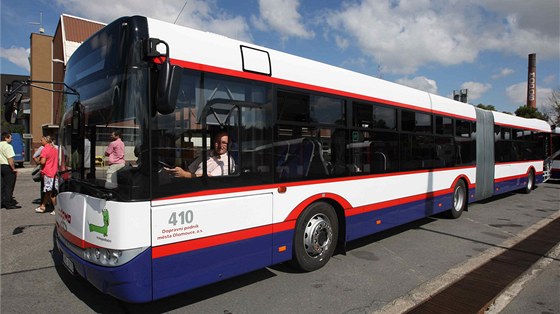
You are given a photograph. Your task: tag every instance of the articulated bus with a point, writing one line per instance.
(321, 156)
(554, 158)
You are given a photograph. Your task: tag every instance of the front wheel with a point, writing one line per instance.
(459, 200)
(315, 237)
(530, 182)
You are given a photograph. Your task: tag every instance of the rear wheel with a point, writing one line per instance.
(530, 182)
(316, 236)
(459, 200)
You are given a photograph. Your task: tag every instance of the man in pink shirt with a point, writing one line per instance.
(49, 163)
(115, 152)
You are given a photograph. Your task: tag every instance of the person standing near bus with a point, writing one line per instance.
(37, 159)
(49, 163)
(9, 172)
(218, 162)
(115, 152)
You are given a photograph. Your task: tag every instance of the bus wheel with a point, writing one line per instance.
(459, 200)
(530, 182)
(315, 237)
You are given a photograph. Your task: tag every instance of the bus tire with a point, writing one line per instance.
(315, 237)
(530, 182)
(459, 200)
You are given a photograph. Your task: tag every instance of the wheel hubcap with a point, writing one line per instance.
(317, 236)
(530, 182)
(458, 198)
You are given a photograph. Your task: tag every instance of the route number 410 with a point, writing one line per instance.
(185, 217)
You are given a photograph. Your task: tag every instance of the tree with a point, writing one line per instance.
(486, 107)
(530, 112)
(553, 102)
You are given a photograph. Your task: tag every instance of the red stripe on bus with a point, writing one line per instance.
(273, 80)
(197, 244)
(288, 224)
(306, 182)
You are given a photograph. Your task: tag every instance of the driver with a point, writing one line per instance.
(217, 163)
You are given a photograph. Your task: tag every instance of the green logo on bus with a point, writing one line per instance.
(101, 229)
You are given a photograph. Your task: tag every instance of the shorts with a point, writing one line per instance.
(50, 184)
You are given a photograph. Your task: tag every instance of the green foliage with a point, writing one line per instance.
(553, 103)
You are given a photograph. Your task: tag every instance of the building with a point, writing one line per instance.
(6, 81)
(48, 58)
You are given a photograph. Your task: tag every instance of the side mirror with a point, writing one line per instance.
(169, 76)
(12, 107)
(169, 79)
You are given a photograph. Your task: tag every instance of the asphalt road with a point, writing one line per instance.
(384, 272)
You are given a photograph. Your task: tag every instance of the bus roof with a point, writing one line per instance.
(196, 49)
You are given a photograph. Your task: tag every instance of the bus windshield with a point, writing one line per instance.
(112, 83)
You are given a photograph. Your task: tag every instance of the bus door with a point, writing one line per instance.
(485, 161)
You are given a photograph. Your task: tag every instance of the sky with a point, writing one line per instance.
(433, 45)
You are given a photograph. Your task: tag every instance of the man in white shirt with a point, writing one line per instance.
(218, 163)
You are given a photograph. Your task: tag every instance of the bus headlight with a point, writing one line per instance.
(109, 257)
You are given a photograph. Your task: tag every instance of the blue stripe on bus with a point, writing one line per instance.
(131, 282)
(180, 272)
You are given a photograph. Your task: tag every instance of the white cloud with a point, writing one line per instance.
(283, 17)
(407, 34)
(476, 89)
(17, 55)
(198, 14)
(503, 73)
(421, 83)
(549, 79)
(517, 95)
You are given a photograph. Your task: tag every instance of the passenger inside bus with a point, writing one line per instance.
(218, 162)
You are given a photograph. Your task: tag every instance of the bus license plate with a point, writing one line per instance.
(68, 264)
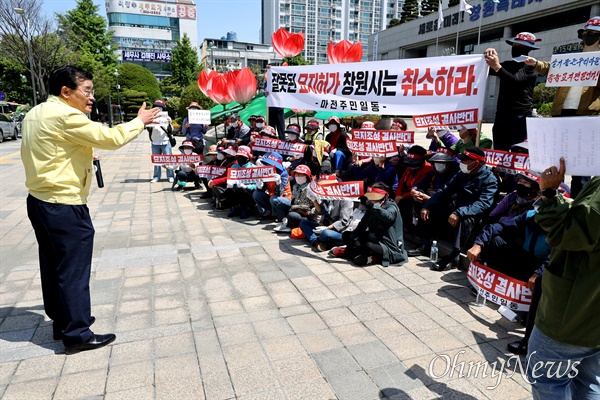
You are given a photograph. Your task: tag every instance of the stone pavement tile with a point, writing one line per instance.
(124, 353)
(130, 376)
(81, 385)
(272, 328)
(38, 368)
(295, 370)
(279, 348)
(169, 346)
(258, 378)
(386, 327)
(236, 334)
(316, 341)
(138, 393)
(37, 389)
(354, 386)
(311, 390)
(306, 323)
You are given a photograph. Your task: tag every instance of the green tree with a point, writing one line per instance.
(184, 62)
(410, 11)
(140, 79)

§ **WORK TO COMPLETE**:
Rewrite all of the data above as a JSON list of strings, with one string per line and no blank lines. Leave out the pictures.

§ **WRITTEN ANSWER**:
[
  "You are given a photograph. Your task: tag every instance of the articulated bus with a point, writing one line per instance.",
  "(321, 156)",
  "(554, 158)",
  "You are given a photograph. Your task: tag every instance of the front wheel with a point, writing one line per instance.",
  "(459, 200)",
  "(315, 237)",
  "(530, 182)",
  "You are given a photograph. Your task: tag every instance of the rear wheel with a point, writing one line per instance.",
  "(530, 182)",
  "(316, 236)",
  "(459, 200)",
  "You are given a photograph. Your task: tag every instance of the man in pink shirt with a point, writing one line per instance.",
  "(49, 163)",
  "(115, 152)",
  "You are given a photograph. Your task: tag every instance of the person standing near bus with a point, writing one line per instance.",
  "(37, 159)",
  "(49, 163)",
  "(9, 172)",
  "(218, 162)",
  "(115, 152)",
  "You are given a photograph. Your task: tag every instance of the bus wheel with a point, writing one line per instance.",
  "(459, 200)",
  "(530, 182)",
  "(315, 237)",
  "You are given a photograph. Your task: tag every instance of the bus tire with a point, writing one line per instance.",
  "(315, 237)",
  "(530, 182)",
  "(459, 200)",
  "You are given a photograph. Your task: tag every instance of the wheel hubcap with a point, writing one line per instance.",
  "(317, 236)",
  "(530, 182)",
  "(458, 198)",
  "You are given a photograph. Your task: tag every instance of the route number 410 with a point, writing one line per instance.",
  "(185, 217)",
  "You are given a photograph. Your task: tag every instance of the tree with a point, writing one line per instance.",
  "(486, 107)",
  "(530, 112)",
  "(553, 102)",
  "You are given a photograph. Your task: tag every instance of the red stripe on bus with a point, writing one line per instance.",
  "(273, 80)",
  "(197, 244)",
  "(288, 224)",
  "(306, 182)",
  "You are given a photograph. Your task: tag every instance of the driver with a point, writing one line per instance.",
  "(217, 163)",
  "You are given a photograph. Your task: tag every instance of the green logo on bus with a point, writing one line per instance.",
  "(101, 229)",
  "You are given a photograph. Your task: tag every instance of the shorts with a point, writing one line per instance.",
  "(50, 184)",
  "You are given a photograph. Your task: tag every instance of the green foliage with a point, writing one line per instance.",
  "(553, 103)",
  "You are given a photograph. Your task: tag every instance of the building with a point, writing one line per instance.",
  "(6, 81)",
  "(48, 58)",
  "You are given a photograph. Your task: tag every instance of the side mirror with a point, writing one line per instance.",
  "(169, 76)",
  "(12, 107)",
  "(169, 79)",
  "You are given a photograph. Your task: tag every instance of the asphalt road with a point, writing one line per instance.",
  "(384, 272)",
  "You are given a photograph. Your task: tag every instance of the bus roof with a point, writing one line per instance.",
  "(196, 49)",
  "You are given a photograph. Your task: tag every instance of the bus windshield with a point, writing one line per instance.",
  "(112, 83)",
  "You are given a photograph. Your task: tag every instance of the bus door with a point, writing one line per instance.",
  "(485, 161)",
  "You are given a photograph. Your task: tag every instance of the sky with a point, writing one line per instance.",
  "(433, 45)",
  "You are given a photograph. Your task: tag every instance of the man in white shirt with a point, writing one line per instance.",
  "(218, 163)",
  "You are given a photograph. Your task: tag every instance of the bus headlight with a point, writing one line per instance.",
  "(109, 257)",
  "You are given a photograph. Your task: tag every instance of the blue stripe on bus with a point, writing one line per instance.",
  "(131, 282)",
  "(180, 272)",
  "You are given a photograph. Your task: tag every instance of the white cloud with a point, writing one line per instance.",
  "(283, 17)",
  "(407, 34)",
  "(476, 89)",
  "(17, 55)",
  "(198, 14)",
  "(503, 73)",
  "(421, 83)",
  "(549, 79)",
  "(517, 95)",
  "You are given a photograph. Your task: tag every instance of the passenger inside bus with a point, writing one line per instance.",
  "(218, 162)",
  "You are given a photograph. Your task: tag every instance of the bus license plate with a point, writing one line per instance.",
  "(68, 264)",
  "You are given a photograph. Your task: tag every instance of the stone pavement tile with a point, writing one line per instance.",
  "(124, 353)",
  "(130, 376)",
  "(81, 385)",
  "(272, 328)",
  "(38, 368)",
  "(295, 370)",
  "(279, 348)",
  "(169, 346)",
  "(258, 378)",
  "(386, 327)",
  "(236, 334)",
  "(316, 341)",
  "(138, 393)",
  "(37, 389)",
  "(354, 386)",
  "(311, 390)",
  "(306, 323)",
  "You are given a photograph. Your task: tag every instance of the green tree with a point, writing one line per instance.",
  "(184, 62)",
  "(410, 11)",
  "(140, 79)"
]